* **THE REQUEST**
Render the listing below as a two-column CSV with the headers directions and polygons. Give one row for each set of labeling directions, with the resulting outlines in the polygons column, each field in double quotes and line breaks replaced by spaces, and leave the pictures out.

______________________________

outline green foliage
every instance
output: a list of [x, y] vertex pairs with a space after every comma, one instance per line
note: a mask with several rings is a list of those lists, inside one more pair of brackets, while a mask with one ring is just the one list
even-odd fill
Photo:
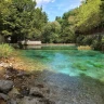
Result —
[[98, 27], [101, 24], [101, 0], [87, 0], [87, 3], [80, 5], [79, 13], [76, 17], [77, 30], [81, 32], [88, 31]]
[[0, 44], [0, 57], [9, 57], [9, 56], [12, 56], [13, 55], [13, 51], [14, 49], [4, 43], [4, 44]]
[[[48, 17], [34, 0], [4, 0], [0, 2], [0, 32], [11, 35], [12, 42], [24, 38], [41, 38]], [[15, 41], [16, 40], [16, 41]]]
[[48, 23], [43, 27], [42, 42], [44, 43], [58, 42], [60, 32], [61, 32], [61, 25], [57, 22]]

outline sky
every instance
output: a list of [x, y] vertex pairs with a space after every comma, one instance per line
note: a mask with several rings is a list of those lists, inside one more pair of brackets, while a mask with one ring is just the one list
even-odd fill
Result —
[[49, 21], [53, 22], [56, 16], [80, 5], [80, 0], [36, 0], [37, 6], [48, 14]]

______________________________

* **REPLY TO THE EXERCISE**
directions,polygons
"outline green foliage every instance output: a list of [x, y] vertex pairs with a space after every comma, one instance per line note: a mask with several rings is a list of those lists, inside one more pair of brackets, while a mask with one ring is just the one list even-odd fill Photo: Result —","[[98, 27], [101, 24], [101, 0], [87, 0], [87, 3], [80, 5], [79, 13], [76, 17], [77, 30], [81, 32], [88, 31]] [[0, 44], [0, 57], [9, 57], [9, 56], [12, 56], [13, 55], [13, 51], [14, 49], [4, 43], [4, 44]] [[[48, 17], [34, 0], [4, 0], [0, 2], [0, 32], [11, 35], [12, 42], [24, 38], [41, 38]], [[15, 41], [16, 40], [16, 41]]] [[48, 23], [43, 27], [42, 42], [44, 43], [58, 42], [60, 32], [61, 32], [61, 25], [57, 22]]"
"outline sky every instance output: a list of [x, y] vertex pairs with a space after every comma, one instance per line note: a mask with several rings is a list of those lists, inside one more pair of brackets, while a mask with one ring is just the one list even-odd fill Result —","[[49, 21], [53, 22], [56, 16], [80, 5], [80, 0], [36, 0], [37, 6], [48, 14]]"